EXERCISE GOAL =
Return the material exactly as supplied, apart from the pictures, which are omitted.

◇ ◇ ◇ ◇

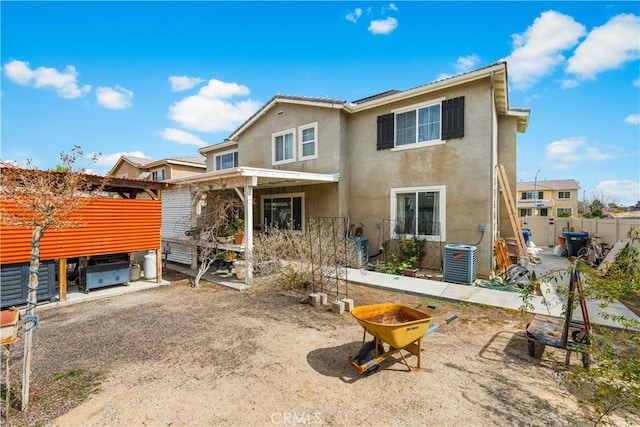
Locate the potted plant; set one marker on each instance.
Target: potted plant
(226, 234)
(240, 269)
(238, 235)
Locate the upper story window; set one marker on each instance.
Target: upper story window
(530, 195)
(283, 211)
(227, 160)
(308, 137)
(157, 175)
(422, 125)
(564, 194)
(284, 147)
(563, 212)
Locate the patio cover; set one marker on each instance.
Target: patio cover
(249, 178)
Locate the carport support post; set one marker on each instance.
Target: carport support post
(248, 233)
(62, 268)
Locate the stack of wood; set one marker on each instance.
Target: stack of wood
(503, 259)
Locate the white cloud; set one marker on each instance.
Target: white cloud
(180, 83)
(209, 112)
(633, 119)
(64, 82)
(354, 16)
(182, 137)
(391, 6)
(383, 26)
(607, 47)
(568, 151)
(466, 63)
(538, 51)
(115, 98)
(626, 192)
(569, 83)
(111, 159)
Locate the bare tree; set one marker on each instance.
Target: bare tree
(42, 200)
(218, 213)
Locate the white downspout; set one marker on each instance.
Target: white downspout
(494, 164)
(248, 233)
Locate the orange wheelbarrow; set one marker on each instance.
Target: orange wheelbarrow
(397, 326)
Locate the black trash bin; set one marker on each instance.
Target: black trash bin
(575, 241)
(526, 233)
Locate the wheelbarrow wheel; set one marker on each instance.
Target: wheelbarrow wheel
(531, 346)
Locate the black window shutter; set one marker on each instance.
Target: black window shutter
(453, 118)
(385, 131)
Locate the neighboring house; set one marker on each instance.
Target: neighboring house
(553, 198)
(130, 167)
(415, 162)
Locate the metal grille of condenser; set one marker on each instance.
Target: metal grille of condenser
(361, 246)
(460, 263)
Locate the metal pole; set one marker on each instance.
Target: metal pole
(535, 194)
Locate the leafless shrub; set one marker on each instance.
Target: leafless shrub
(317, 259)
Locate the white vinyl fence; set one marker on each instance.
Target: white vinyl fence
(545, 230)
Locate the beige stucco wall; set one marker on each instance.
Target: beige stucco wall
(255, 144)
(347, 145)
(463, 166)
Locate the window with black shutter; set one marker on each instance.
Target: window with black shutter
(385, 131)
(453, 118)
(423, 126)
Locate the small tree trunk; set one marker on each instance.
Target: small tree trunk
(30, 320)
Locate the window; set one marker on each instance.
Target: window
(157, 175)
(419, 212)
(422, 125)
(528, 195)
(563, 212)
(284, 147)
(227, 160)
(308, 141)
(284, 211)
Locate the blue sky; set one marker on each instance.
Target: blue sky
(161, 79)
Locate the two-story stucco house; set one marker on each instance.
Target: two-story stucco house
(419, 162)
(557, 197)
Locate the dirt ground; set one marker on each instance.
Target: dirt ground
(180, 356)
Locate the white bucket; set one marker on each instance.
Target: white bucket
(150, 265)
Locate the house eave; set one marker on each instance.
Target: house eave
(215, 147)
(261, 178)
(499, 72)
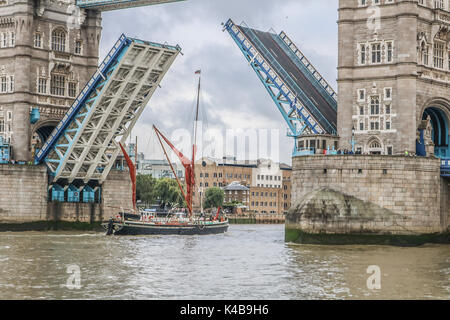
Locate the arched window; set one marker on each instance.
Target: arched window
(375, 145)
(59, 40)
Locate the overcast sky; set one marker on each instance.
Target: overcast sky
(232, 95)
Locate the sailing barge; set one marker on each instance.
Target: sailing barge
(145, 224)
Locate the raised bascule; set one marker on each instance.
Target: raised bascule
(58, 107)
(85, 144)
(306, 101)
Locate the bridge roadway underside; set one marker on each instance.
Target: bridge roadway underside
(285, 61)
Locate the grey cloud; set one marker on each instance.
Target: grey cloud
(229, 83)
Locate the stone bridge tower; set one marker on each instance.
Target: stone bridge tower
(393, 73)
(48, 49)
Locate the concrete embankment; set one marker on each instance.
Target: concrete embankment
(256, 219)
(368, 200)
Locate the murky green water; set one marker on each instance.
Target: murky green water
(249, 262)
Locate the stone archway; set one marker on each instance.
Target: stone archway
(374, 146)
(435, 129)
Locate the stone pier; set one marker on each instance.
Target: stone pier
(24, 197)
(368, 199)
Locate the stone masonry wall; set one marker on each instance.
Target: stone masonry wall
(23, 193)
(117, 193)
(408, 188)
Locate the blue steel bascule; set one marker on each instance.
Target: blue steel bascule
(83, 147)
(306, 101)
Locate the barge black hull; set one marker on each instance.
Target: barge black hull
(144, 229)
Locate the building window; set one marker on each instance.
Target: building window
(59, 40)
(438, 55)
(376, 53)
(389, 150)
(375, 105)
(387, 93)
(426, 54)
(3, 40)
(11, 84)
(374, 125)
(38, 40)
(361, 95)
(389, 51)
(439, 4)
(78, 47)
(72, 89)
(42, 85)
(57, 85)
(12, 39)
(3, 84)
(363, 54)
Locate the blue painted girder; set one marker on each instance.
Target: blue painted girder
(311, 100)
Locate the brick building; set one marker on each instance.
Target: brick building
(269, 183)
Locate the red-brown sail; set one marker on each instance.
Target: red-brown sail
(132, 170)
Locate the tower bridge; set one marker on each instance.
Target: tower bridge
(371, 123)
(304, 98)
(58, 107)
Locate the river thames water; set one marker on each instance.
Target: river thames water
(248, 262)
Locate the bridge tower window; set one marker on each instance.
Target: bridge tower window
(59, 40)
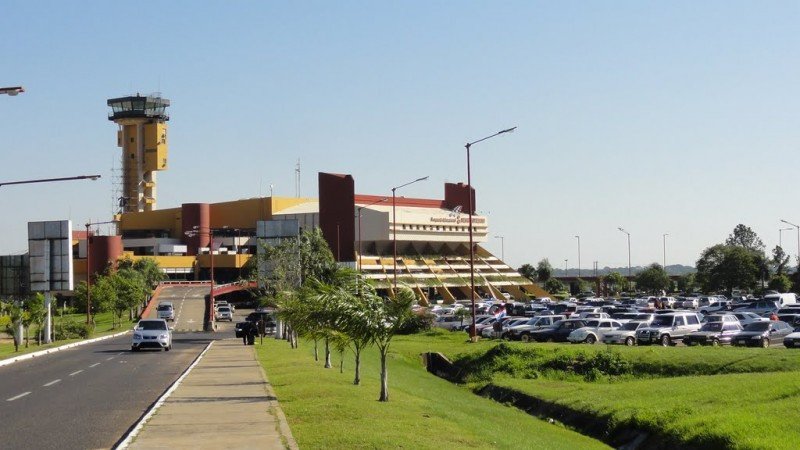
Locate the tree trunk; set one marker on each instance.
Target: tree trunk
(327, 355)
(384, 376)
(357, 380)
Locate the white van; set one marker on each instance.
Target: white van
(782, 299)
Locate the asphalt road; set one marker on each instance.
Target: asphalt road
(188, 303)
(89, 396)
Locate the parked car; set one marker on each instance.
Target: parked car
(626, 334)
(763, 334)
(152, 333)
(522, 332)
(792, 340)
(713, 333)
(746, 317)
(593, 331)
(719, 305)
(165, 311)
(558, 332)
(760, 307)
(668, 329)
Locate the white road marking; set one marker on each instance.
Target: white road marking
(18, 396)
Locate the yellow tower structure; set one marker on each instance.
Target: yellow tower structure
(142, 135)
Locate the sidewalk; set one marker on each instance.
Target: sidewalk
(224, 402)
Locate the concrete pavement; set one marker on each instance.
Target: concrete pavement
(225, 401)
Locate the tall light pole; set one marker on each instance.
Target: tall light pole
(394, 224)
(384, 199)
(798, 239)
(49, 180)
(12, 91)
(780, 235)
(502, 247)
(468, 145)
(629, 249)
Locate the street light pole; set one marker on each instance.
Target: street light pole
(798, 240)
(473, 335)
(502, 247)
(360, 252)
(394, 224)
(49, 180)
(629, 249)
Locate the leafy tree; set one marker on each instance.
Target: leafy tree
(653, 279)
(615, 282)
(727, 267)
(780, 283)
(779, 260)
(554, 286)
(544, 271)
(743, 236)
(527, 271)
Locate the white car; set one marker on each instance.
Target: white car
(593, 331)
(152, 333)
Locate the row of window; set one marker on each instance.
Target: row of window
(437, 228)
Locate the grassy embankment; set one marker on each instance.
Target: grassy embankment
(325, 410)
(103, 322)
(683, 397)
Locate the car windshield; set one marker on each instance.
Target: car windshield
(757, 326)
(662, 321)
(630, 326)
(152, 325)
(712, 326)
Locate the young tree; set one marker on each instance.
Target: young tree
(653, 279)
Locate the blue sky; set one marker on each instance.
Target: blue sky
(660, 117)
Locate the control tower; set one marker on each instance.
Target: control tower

◇ ◇ ◇ ◇

TASK ANSWER =
Locate the potted plant; set one marker on each instance.
Target: potted plant
(226, 234)
(240, 269)
(238, 235)
Locate the upper story window; set one marker on each instance.
Target: upper story window
(530, 195)
(283, 211)
(227, 160)
(308, 137)
(157, 175)
(422, 125)
(564, 194)
(284, 147)
(563, 212)
Locate the patio cover; set one marker on each instance.
Target: patio cover
(249, 178)
Locate the carport support post; set one marker on each instance.
Target: carport support post
(248, 233)
(62, 268)
Locate the stack of wood; set one marker on each instance.
Target: stack of wood
(503, 259)
Locate the white cloud; set one marker on each instance.
Target: white cloud
(180, 83)
(209, 112)
(633, 119)
(64, 82)
(354, 16)
(182, 137)
(391, 6)
(383, 26)
(607, 47)
(568, 151)
(466, 63)
(538, 51)
(115, 98)
(626, 192)
(569, 83)
(111, 159)
Locate the bare tree; set one marker on each instance.
Target: bare tree
(42, 200)
(218, 213)
Locate the white downspout; set one marker on each instance.
Target: white downspout
(494, 164)
(248, 233)
Locate the orange wheelbarrow; set one marker on each instance.
Target: orange wheelbarrow
(397, 326)
Locate the black trash bin; set one marker on each instance.
Target: black trash bin
(575, 241)
(526, 233)
Locate the wheelbarrow wheel; set one marker on each instance.
Target: wheelbarrow wheel
(531, 346)
Locate the black window shutter; set one marker on each instance.
Target: black window shutter
(453, 118)
(385, 131)
Locate the neighboring house; set one marker on each instance.
Target: neighboring house
(553, 198)
(130, 167)
(415, 162)
Locate the metal grille of condenser; set one marker on each instance.
Target: metal grille of condenser
(361, 246)
(460, 263)
Locate the metal pole; set one marker on each instance.
Target: metal pole
(535, 194)
Locate the leafless shrub; set one marker on each instance.
Target: leafless shrub
(317, 259)
Locate the white vinyl fence; set one marker on each instance.
Target: white vinyl fence
(545, 230)
Locate the beige stucco wall; set one marker on each instance.
Target: beige stucco wall
(255, 144)
(347, 145)
(463, 166)
Locate the window with black shutter; set one marker on each instance.
Target: window with black shutter
(385, 131)
(453, 118)
(423, 126)
Locate the small tree trunk; set one marker on each instance.
Target: small tree trunk
(30, 320)
Locate the window; set one marker on each instance.
Target: window
(157, 175)
(419, 212)
(422, 125)
(528, 195)
(563, 212)
(284, 147)
(227, 160)
(308, 141)
(284, 211)
Locate the blue sky; set one marker on each instance.
Target: blue sky
(161, 79)
Locate the two-story stucco house; set one marker on each instance.
Target: two-story stucco house
(419, 162)
(557, 197)
Locate the dirt ground; set one marker on each instance.
Target: dirt ground
(180, 356)
Locate the white bucket; set one marker on each instance.
Target: white bucket
(150, 265)
Locate the house eave; set one marker on each instance.
Target: house eave
(215, 147)
(261, 178)
(499, 72)
Locate the arched window; set one marker on each instance.
Target: arched window
(375, 145)
(59, 40)
Locate the overcast sky; set one marker on each instance.
Target: overcast sky
(232, 95)
Locate the sailing barge; set one marker on each instance.
Target: sailing barge
(145, 224)
Locate the raised bascule; set one marker on each instance.
Target: raised bascule
(58, 107)
(85, 144)
(306, 101)
Locate the bridge roadway underside; set one marker on each instance.
Target: bridge roadway underside
(285, 61)
Locate the grey cloud; set one marker on each instance.
Target: grey cloud
(229, 83)
Locate the stone bridge tower; set one marker on each instance.
Target: stone bridge tower
(393, 73)
(48, 49)
Locate the concrete embankment; set one marker on each instance.
Target: concrete embankment
(256, 219)
(368, 200)
Locate the murky green water; set one marker on each instance.
Target: murky green water
(249, 262)
Locate the stone archway; set one marker on each instance.
Target: stone archway
(374, 146)
(435, 129)
Locate the stone pier; set one marker on each instance.
Target: stone pier
(24, 197)
(368, 199)
Locate the stone masonry wall; set one marker on each instance.
Target: stone masonry wall
(23, 193)
(117, 193)
(408, 188)
Locate the blue steel bascule; set one marker on each instance.
Target: blue steel bascule
(83, 147)
(306, 101)
Locate the barge black hull; set one marker on each instance.
Target: barge black hull
(144, 229)
Locate the building window; set one marker on each instance.
Target: building window
(59, 40)
(438, 55)
(376, 53)
(389, 150)
(375, 105)
(387, 93)
(426, 54)
(3, 40)
(11, 84)
(374, 125)
(38, 40)
(361, 95)
(389, 51)
(439, 4)
(78, 47)
(72, 89)
(42, 85)
(57, 85)
(12, 39)
(3, 84)
(363, 54)
Locate the blue painted girder; set one marker on each instance.
Target: blue painted girder
(311, 100)
Locate the brick building; set one marker on each instance.
Target: brick building
(269, 183)
Locate the red-brown sail; set one marker on each instance.
Target: red-brown sail
(132, 170)
Locate the tower bridge; set one marker on each instance.
Target: tower bridge
(371, 123)
(304, 98)
(58, 107)
Locate the river thames water; set one marker on each instance.
Target: river thames water
(248, 262)
Locate the bridge tower window; set one marker on each instance.
Target: bridge tower window
(59, 40)
Locate the tree trunk; set one marker on each instance.
Target: tree trunk
(327, 355)
(384, 376)
(357, 380)
Locate the white van; set one marker on each instance.
Target: white van
(782, 299)
Locate the asphalt road; set one marker on each instance.
Target: asphalt road
(188, 303)
(89, 396)
Locate the parked car; set one marker on each instance.
Target: parked car
(626, 334)
(763, 334)
(152, 333)
(522, 332)
(792, 340)
(713, 333)
(746, 317)
(593, 331)
(719, 305)
(165, 311)
(558, 332)
(760, 307)
(668, 329)
Locate the white road marking; set one marker on each instance.
Target: white road marking
(18, 396)
Locate the yellow tower structure; set one marker on each instance.
Target: yellow tower structure
(142, 135)
Locate the sidewalk; set one marker on each instance.
Target: sidewalk
(224, 402)
Locate the concrete pavement; set one marker on each instance.
Target: concrete pavement
(225, 401)
Locate the tall light pole; set one marker on each instance.
Target: tall light pole
(394, 224)
(384, 199)
(798, 239)
(49, 180)
(12, 91)
(780, 235)
(502, 247)
(468, 145)
(629, 249)
Locate the street light pole; set one marker on each instance.
Target: street light pole
(798, 240)
(473, 335)
(502, 247)
(360, 252)
(394, 224)
(49, 180)
(629, 249)
Locate the leafy tree; set one marker on each instance.
Target: leafy tree
(653, 279)
(615, 282)
(727, 267)
(780, 283)
(779, 260)
(554, 286)
(544, 271)
(743, 236)
(527, 271)
Locate the white car; set one marker on each instance.
Target: white car
(593, 331)
(152, 333)
Locate the row of window; set one marker on each instance.
Target: row of window
(437, 228)
Locate the grassy embankment; set one marker on each instance.
Target: grassy embankment
(325, 410)
(103, 322)
(683, 397)
Locate the car windshield; set one marker on each instance.
Target: car windshield
(757, 326)
(662, 321)
(630, 326)
(152, 325)
(712, 326)
Locate the young tree; set one marker on each instance.
Target: young tree
(653, 279)
Locate the blue sky; set one marker on each instance.
Target: blue sky
(660, 117)
Locate the control tower; set one marker on each instance.
Target: control tower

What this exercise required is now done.